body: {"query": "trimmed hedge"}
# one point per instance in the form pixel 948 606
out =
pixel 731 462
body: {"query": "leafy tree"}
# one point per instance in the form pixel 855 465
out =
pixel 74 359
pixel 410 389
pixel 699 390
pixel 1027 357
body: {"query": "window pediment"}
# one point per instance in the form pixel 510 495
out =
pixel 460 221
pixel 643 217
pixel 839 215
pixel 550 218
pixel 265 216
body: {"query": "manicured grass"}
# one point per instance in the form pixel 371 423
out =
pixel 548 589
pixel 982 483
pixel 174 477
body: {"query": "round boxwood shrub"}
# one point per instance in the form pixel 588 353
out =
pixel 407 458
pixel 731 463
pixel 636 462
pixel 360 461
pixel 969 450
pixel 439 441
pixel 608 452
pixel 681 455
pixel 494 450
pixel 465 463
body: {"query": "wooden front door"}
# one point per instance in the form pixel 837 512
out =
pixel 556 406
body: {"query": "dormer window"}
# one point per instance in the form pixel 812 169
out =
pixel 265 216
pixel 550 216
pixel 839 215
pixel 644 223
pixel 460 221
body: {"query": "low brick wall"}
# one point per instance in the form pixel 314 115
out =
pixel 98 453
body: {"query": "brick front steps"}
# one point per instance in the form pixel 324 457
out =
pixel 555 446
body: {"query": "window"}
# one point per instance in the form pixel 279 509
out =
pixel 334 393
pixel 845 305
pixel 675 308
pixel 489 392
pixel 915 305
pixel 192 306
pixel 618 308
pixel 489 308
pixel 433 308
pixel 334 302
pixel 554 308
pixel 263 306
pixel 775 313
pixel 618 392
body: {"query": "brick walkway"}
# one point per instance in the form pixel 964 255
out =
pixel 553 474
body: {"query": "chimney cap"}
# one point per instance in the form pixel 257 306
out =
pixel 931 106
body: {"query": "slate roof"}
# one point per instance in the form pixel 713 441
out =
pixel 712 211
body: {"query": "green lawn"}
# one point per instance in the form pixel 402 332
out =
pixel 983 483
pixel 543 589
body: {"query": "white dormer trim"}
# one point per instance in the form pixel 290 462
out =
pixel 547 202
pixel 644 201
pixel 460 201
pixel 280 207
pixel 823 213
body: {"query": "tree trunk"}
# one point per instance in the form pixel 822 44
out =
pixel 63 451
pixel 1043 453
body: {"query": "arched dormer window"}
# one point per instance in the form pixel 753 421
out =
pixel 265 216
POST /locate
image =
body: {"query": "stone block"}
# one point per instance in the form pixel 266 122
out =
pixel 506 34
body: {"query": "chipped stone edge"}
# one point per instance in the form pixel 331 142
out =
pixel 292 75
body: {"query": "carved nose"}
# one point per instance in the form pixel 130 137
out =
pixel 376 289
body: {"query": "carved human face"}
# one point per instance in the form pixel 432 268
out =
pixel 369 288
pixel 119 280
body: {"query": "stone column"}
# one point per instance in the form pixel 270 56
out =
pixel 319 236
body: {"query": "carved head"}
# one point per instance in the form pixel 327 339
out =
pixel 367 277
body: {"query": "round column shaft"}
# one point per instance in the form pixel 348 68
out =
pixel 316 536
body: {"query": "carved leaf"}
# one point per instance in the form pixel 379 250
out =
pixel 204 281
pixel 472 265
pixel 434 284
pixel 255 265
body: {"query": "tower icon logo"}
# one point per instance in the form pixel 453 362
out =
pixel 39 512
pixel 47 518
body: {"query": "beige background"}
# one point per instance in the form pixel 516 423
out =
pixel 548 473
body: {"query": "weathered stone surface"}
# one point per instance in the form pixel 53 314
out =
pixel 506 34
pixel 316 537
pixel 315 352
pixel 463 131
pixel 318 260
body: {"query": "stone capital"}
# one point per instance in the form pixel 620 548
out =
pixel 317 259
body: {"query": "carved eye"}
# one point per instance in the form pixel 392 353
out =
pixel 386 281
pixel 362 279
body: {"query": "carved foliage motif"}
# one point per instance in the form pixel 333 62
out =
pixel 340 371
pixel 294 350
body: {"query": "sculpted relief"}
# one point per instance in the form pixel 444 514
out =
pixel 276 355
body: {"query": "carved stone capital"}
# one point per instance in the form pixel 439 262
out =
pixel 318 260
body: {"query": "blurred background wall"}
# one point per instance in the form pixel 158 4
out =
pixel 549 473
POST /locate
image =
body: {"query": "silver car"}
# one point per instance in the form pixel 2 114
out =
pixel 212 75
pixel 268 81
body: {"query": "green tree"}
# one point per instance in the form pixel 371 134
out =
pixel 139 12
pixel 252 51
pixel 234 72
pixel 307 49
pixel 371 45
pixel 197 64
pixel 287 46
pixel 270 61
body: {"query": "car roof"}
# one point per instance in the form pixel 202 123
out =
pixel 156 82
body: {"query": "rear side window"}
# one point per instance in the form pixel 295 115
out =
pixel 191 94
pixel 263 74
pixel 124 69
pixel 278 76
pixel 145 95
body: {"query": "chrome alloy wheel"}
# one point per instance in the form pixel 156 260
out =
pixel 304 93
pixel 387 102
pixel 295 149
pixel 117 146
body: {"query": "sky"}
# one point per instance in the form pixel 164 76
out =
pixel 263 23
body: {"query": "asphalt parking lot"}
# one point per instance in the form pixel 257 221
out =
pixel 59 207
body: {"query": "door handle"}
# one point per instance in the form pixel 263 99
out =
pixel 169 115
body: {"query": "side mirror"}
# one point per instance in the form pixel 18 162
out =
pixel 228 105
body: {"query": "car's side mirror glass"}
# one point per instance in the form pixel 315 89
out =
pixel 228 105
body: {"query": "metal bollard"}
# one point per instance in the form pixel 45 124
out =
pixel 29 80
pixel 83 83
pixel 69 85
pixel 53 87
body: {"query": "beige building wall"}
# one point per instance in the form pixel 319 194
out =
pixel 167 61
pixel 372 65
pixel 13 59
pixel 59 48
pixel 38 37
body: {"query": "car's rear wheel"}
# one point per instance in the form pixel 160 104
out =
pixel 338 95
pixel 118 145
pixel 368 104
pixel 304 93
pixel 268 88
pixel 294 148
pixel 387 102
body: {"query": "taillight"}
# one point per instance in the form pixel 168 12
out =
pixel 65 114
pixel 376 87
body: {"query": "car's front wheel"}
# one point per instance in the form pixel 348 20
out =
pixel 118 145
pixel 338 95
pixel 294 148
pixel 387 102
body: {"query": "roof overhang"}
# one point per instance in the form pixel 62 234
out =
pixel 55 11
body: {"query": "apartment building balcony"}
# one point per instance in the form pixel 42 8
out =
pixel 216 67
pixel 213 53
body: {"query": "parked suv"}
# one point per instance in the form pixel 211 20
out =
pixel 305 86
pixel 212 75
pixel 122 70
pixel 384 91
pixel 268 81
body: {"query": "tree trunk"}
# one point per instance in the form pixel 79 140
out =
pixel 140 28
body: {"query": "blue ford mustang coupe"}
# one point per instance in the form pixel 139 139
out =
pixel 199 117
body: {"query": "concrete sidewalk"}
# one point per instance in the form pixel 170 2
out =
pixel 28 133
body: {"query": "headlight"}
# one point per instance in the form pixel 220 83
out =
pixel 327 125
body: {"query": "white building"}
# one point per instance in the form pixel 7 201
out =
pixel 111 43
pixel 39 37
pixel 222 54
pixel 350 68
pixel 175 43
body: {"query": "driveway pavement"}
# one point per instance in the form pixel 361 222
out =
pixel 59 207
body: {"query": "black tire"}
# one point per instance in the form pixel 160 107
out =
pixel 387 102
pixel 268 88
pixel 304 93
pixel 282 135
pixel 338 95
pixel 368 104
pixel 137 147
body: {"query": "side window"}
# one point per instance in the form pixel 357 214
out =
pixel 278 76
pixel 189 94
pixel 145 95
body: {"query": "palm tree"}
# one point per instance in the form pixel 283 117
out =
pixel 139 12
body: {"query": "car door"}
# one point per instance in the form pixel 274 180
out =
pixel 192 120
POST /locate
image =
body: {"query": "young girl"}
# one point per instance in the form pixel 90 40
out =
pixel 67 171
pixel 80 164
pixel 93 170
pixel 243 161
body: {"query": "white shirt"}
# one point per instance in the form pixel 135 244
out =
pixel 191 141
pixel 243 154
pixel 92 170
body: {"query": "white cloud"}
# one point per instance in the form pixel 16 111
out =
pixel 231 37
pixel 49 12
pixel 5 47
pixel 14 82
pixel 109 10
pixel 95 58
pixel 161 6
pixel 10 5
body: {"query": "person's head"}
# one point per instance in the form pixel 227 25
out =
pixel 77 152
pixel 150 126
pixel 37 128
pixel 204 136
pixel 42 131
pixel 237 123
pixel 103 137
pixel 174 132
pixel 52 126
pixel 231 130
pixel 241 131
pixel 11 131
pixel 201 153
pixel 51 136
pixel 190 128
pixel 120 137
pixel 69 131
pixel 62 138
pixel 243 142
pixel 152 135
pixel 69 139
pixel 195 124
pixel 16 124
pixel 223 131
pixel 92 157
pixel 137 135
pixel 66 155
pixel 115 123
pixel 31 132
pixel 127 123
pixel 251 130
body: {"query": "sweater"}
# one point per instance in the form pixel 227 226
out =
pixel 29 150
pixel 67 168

________________________

Instructions for the task — List each line of the material that contains the string "carved". Case counts, so count only lines where the letters match in capitalization.

Answer for this exercise —
body: {"query": "carved nose"}
body: {"query": "carved human face"}
body: {"query": "carved head"}
body: {"query": "carved leaf"}
body: {"query": "carved eye"}
body: {"query": "carved foliage motif"}
body: {"query": "carved stone capital"}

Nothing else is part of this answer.